[Bounding box annotation entries]
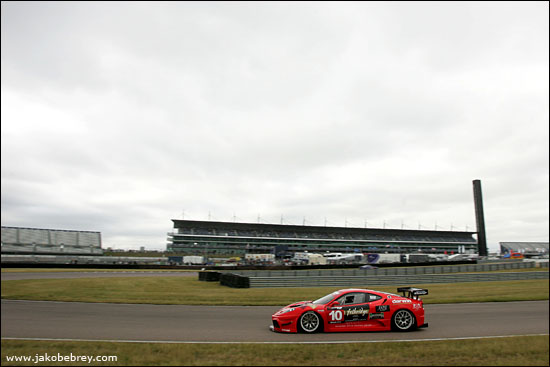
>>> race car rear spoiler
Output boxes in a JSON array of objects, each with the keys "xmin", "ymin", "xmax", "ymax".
[{"xmin": 397, "ymin": 287, "xmax": 428, "ymax": 299}]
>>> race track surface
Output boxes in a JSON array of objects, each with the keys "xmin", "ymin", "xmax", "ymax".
[{"xmin": 1, "ymin": 300, "xmax": 549, "ymax": 343}]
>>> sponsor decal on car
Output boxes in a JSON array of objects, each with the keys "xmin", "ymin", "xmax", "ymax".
[
  {"xmin": 369, "ymin": 312, "xmax": 384, "ymax": 320},
  {"xmin": 375, "ymin": 305, "xmax": 390, "ymax": 312},
  {"xmin": 328, "ymin": 306, "xmax": 369, "ymax": 324}
]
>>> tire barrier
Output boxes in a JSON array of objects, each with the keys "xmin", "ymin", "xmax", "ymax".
[
  {"xmin": 199, "ymin": 271, "xmax": 221, "ymax": 282},
  {"xmin": 220, "ymin": 273, "xmax": 250, "ymax": 288}
]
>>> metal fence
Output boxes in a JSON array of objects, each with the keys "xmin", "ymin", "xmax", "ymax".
[{"xmin": 227, "ymin": 262, "xmax": 548, "ymax": 288}]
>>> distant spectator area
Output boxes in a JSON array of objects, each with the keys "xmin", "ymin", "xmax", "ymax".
[
  {"xmin": 167, "ymin": 219, "xmax": 478, "ymax": 255},
  {"xmin": 499, "ymin": 242, "xmax": 548, "ymax": 256},
  {"xmin": 2, "ymin": 226, "xmax": 103, "ymax": 255}
]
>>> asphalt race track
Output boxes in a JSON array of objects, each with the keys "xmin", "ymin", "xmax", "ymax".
[{"xmin": 2, "ymin": 300, "xmax": 549, "ymax": 343}]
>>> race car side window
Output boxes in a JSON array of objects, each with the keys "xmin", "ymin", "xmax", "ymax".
[
  {"xmin": 337, "ymin": 293, "xmax": 368, "ymax": 305},
  {"xmin": 365, "ymin": 293, "xmax": 382, "ymax": 302}
]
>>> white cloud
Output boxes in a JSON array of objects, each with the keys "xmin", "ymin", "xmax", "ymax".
[{"xmin": 2, "ymin": 2, "xmax": 549, "ymax": 249}]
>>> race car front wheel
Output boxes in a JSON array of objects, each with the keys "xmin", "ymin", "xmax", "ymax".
[
  {"xmin": 299, "ymin": 311, "xmax": 321, "ymax": 333},
  {"xmin": 392, "ymin": 310, "xmax": 416, "ymax": 331}
]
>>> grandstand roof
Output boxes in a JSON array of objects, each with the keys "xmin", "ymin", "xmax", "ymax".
[
  {"xmin": 172, "ymin": 219, "xmax": 477, "ymax": 240},
  {"xmin": 499, "ymin": 242, "xmax": 548, "ymax": 253}
]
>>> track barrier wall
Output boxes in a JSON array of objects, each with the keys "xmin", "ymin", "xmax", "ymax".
[{"xmin": 208, "ymin": 262, "xmax": 548, "ymax": 288}]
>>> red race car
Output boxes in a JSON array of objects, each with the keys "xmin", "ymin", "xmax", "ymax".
[{"xmin": 270, "ymin": 287, "xmax": 428, "ymax": 333}]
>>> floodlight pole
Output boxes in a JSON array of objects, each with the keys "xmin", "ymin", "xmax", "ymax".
[{"xmin": 473, "ymin": 180, "xmax": 488, "ymax": 256}]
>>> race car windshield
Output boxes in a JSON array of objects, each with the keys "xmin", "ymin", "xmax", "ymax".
[{"xmin": 313, "ymin": 291, "xmax": 340, "ymax": 305}]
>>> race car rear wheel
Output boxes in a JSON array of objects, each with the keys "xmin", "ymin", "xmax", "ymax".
[
  {"xmin": 298, "ymin": 311, "xmax": 321, "ymax": 333},
  {"xmin": 392, "ymin": 310, "xmax": 416, "ymax": 331}
]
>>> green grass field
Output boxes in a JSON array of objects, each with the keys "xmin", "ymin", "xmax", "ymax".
[
  {"xmin": 2, "ymin": 277, "xmax": 549, "ymax": 306},
  {"xmin": 2, "ymin": 277, "xmax": 549, "ymax": 366}
]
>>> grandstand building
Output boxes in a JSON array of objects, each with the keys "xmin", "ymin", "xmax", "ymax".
[
  {"xmin": 166, "ymin": 219, "xmax": 478, "ymax": 256},
  {"xmin": 2, "ymin": 226, "xmax": 103, "ymax": 255},
  {"xmin": 499, "ymin": 242, "xmax": 548, "ymax": 257}
]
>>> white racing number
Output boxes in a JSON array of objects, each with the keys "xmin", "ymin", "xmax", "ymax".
[{"xmin": 328, "ymin": 310, "xmax": 344, "ymax": 322}]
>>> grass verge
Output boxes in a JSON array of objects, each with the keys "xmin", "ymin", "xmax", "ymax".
[
  {"xmin": 2, "ymin": 335, "xmax": 549, "ymax": 366},
  {"xmin": 1, "ymin": 277, "xmax": 549, "ymax": 306}
]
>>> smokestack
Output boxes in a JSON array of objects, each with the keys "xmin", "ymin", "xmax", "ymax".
[{"xmin": 473, "ymin": 180, "xmax": 488, "ymax": 256}]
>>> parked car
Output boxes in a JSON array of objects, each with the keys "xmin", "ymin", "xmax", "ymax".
[{"xmin": 270, "ymin": 287, "xmax": 428, "ymax": 333}]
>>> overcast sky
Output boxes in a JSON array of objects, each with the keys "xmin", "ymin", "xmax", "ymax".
[{"xmin": 1, "ymin": 1, "xmax": 549, "ymax": 251}]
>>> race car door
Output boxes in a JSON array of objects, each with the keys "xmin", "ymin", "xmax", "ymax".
[{"xmin": 326, "ymin": 292, "xmax": 369, "ymax": 331}]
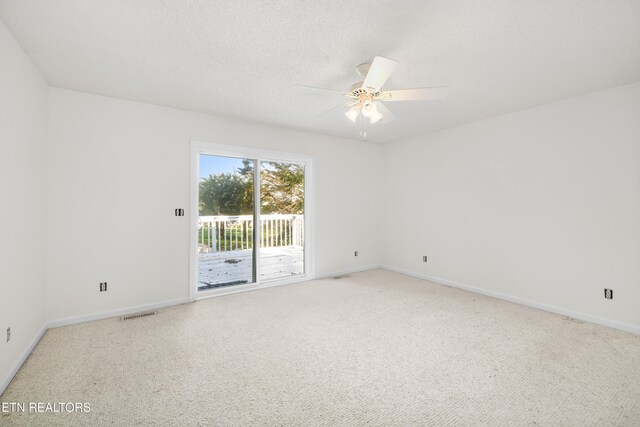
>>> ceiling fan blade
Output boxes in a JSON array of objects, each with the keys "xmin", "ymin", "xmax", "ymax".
[
  {"xmin": 362, "ymin": 56, "xmax": 398, "ymax": 92},
  {"xmin": 376, "ymin": 102, "xmax": 396, "ymax": 122},
  {"xmin": 377, "ymin": 86, "xmax": 449, "ymax": 101},
  {"xmin": 293, "ymin": 85, "xmax": 344, "ymax": 96}
]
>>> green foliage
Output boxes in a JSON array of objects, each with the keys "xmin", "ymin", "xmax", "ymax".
[
  {"xmin": 200, "ymin": 160, "xmax": 304, "ymax": 216},
  {"xmin": 260, "ymin": 162, "xmax": 304, "ymax": 214},
  {"xmin": 200, "ymin": 173, "xmax": 253, "ymax": 216}
]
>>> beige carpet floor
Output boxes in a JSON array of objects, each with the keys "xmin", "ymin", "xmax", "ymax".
[{"xmin": 0, "ymin": 270, "xmax": 640, "ymax": 426}]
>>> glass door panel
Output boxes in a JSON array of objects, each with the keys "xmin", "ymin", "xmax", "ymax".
[
  {"xmin": 259, "ymin": 161, "xmax": 305, "ymax": 281},
  {"xmin": 198, "ymin": 154, "xmax": 256, "ymax": 291}
]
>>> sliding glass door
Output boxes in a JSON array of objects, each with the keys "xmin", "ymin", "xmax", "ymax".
[
  {"xmin": 198, "ymin": 154, "xmax": 256, "ymax": 291},
  {"xmin": 196, "ymin": 152, "xmax": 307, "ymax": 294},
  {"xmin": 259, "ymin": 161, "xmax": 304, "ymax": 280}
]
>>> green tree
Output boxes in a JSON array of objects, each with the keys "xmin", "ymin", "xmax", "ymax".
[
  {"xmin": 260, "ymin": 162, "xmax": 304, "ymax": 214},
  {"xmin": 200, "ymin": 173, "xmax": 253, "ymax": 215}
]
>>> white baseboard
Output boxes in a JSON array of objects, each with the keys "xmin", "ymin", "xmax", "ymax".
[
  {"xmin": 0, "ymin": 324, "xmax": 48, "ymax": 395},
  {"xmin": 380, "ymin": 265, "xmax": 640, "ymax": 335},
  {"xmin": 314, "ymin": 264, "xmax": 383, "ymax": 279},
  {"xmin": 47, "ymin": 298, "xmax": 192, "ymax": 329}
]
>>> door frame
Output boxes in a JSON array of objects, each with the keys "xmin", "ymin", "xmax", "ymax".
[{"xmin": 189, "ymin": 141, "xmax": 316, "ymax": 301}]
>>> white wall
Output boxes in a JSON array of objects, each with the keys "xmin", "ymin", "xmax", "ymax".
[
  {"xmin": 382, "ymin": 83, "xmax": 640, "ymax": 330},
  {"xmin": 47, "ymin": 89, "xmax": 380, "ymax": 321},
  {"xmin": 0, "ymin": 21, "xmax": 48, "ymax": 392}
]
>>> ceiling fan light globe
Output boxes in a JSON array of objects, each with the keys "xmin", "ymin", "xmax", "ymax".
[{"xmin": 344, "ymin": 106, "xmax": 360, "ymax": 123}]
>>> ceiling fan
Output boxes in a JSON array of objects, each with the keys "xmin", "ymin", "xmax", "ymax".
[{"xmin": 298, "ymin": 56, "xmax": 449, "ymax": 124}]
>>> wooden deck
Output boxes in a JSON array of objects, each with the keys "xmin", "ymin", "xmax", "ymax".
[{"xmin": 198, "ymin": 246, "xmax": 304, "ymax": 291}]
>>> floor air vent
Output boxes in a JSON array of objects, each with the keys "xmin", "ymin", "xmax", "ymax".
[{"xmin": 120, "ymin": 311, "xmax": 158, "ymax": 320}]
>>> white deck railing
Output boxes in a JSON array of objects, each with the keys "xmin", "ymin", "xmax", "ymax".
[{"xmin": 198, "ymin": 215, "xmax": 304, "ymax": 253}]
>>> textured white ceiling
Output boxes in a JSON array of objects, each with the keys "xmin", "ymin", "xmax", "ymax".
[{"xmin": 0, "ymin": 0, "xmax": 640, "ymax": 142}]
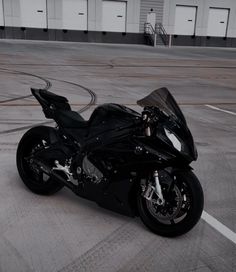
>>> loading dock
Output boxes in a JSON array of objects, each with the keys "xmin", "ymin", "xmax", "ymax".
[
  {"xmin": 20, "ymin": 0, "xmax": 47, "ymax": 28},
  {"xmin": 102, "ymin": 1, "xmax": 127, "ymax": 32},
  {"xmin": 62, "ymin": 0, "xmax": 88, "ymax": 30},
  {"xmin": 174, "ymin": 5, "xmax": 197, "ymax": 35},
  {"xmin": 207, "ymin": 8, "xmax": 229, "ymax": 37}
]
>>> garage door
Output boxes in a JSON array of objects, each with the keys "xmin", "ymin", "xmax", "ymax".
[
  {"xmin": 174, "ymin": 6, "xmax": 197, "ymax": 35},
  {"xmin": 20, "ymin": 0, "xmax": 47, "ymax": 28},
  {"xmin": 102, "ymin": 1, "xmax": 126, "ymax": 32},
  {"xmin": 0, "ymin": 0, "xmax": 4, "ymax": 26},
  {"xmin": 207, "ymin": 8, "xmax": 229, "ymax": 37},
  {"xmin": 63, "ymin": 0, "xmax": 88, "ymax": 30}
]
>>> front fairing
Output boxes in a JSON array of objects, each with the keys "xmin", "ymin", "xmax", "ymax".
[{"xmin": 137, "ymin": 88, "xmax": 198, "ymax": 162}]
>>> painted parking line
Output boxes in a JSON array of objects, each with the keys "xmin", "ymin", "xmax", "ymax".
[
  {"xmin": 205, "ymin": 104, "xmax": 236, "ymax": 115},
  {"xmin": 202, "ymin": 104, "xmax": 236, "ymax": 244},
  {"xmin": 202, "ymin": 211, "xmax": 236, "ymax": 244}
]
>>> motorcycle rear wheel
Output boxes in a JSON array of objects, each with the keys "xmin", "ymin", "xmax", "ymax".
[
  {"xmin": 16, "ymin": 126, "xmax": 63, "ymax": 195},
  {"xmin": 137, "ymin": 171, "xmax": 204, "ymax": 237}
]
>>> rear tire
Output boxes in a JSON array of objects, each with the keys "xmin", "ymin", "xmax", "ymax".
[
  {"xmin": 137, "ymin": 171, "xmax": 204, "ymax": 237},
  {"xmin": 16, "ymin": 126, "xmax": 63, "ymax": 195}
]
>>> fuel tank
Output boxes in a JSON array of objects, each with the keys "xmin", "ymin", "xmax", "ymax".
[{"xmin": 88, "ymin": 103, "xmax": 141, "ymax": 138}]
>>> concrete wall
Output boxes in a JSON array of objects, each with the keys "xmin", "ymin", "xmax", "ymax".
[
  {"xmin": 3, "ymin": 0, "xmax": 140, "ymax": 33},
  {"xmin": 163, "ymin": 0, "xmax": 236, "ymax": 38},
  {"xmin": 140, "ymin": 0, "xmax": 164, "ymax": 32}
]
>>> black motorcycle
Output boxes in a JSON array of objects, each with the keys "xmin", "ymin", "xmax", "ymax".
[{"xmin": 17, "ymin": 88, "xmax": 204, "ymax": 237}]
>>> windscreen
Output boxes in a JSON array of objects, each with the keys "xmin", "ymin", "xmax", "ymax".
[{"xmin": 137, "ymin": 88, "xmax": 186, "ymax": 125}]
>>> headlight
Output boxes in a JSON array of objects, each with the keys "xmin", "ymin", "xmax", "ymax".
[{"xmin": 164, "ymin": 128, "xmax": 181, "ymax": 151}]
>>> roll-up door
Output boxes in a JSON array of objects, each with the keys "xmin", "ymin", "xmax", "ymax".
[
  {"xmin": 63, "ymin": 0, "xmax": 88, "ymax": 30},
  {"xmin": 102, "ymin": 1, "xmax": 127, "ymax": 32},
  {"xmin": 174, "ymin": 5, "xmax": 197, "ymax": 35},
  {"xmin": 207, "ymin": 8, "xmax": 229, "ymax": 37},
  {"xmin": 0, "ymin": 0, "xmax": 4, "ymax": 26},
  {"xmin": 20, "ymin": 0, "xmax": 47, "ymax": 28}
]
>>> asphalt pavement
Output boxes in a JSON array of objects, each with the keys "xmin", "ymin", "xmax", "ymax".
[{"xmin": 0, "ymin": 40, "xmax": 236, "ymax": 272}]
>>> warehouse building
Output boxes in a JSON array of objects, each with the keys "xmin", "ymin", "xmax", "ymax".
[{"xmin": 0, "ymin": 0, "xmax": 236, "ymax": 47}]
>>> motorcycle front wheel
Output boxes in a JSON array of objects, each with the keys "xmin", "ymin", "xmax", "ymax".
[{"xmin": 137, "ymin": 171, "xmax": 204, "ymax": 237}]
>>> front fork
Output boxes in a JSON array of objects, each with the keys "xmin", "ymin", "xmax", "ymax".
[{"xmin": 143, "ymin": 170, "xmax": 165, "ymax": 205}]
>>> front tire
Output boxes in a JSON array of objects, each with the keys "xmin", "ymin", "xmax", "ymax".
[
  {"xmin": 137, "ymin": 171, "xmax": 204, "ymax": 237},
  {"xmin": 16, "ymin": 126, "xmax": 63, "ymax": 195}
]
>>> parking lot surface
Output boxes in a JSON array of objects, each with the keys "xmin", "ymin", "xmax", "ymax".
[{"xmin": 0, "ymin": 40, "xmax": 236, "ymax": 272}]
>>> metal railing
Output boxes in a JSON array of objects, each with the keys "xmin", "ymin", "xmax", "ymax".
[
  {"xmin": 144, "ymin": 23, "xmax": 157, "ymax": 47},
  {"xmin": 144, "ymin": 23, "xmax": 172, "ymax": 47},
  {"xmin": 155, "ymin": 23, "xmax": 171, "ymax": 47}
]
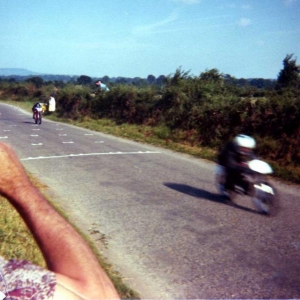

What the exercise asks »
Pick out and copy each line of the records above that contains the word "grandstand". Matching is case-sensitive.

Task answer »
>>> grandstand roof
>>> grandstand building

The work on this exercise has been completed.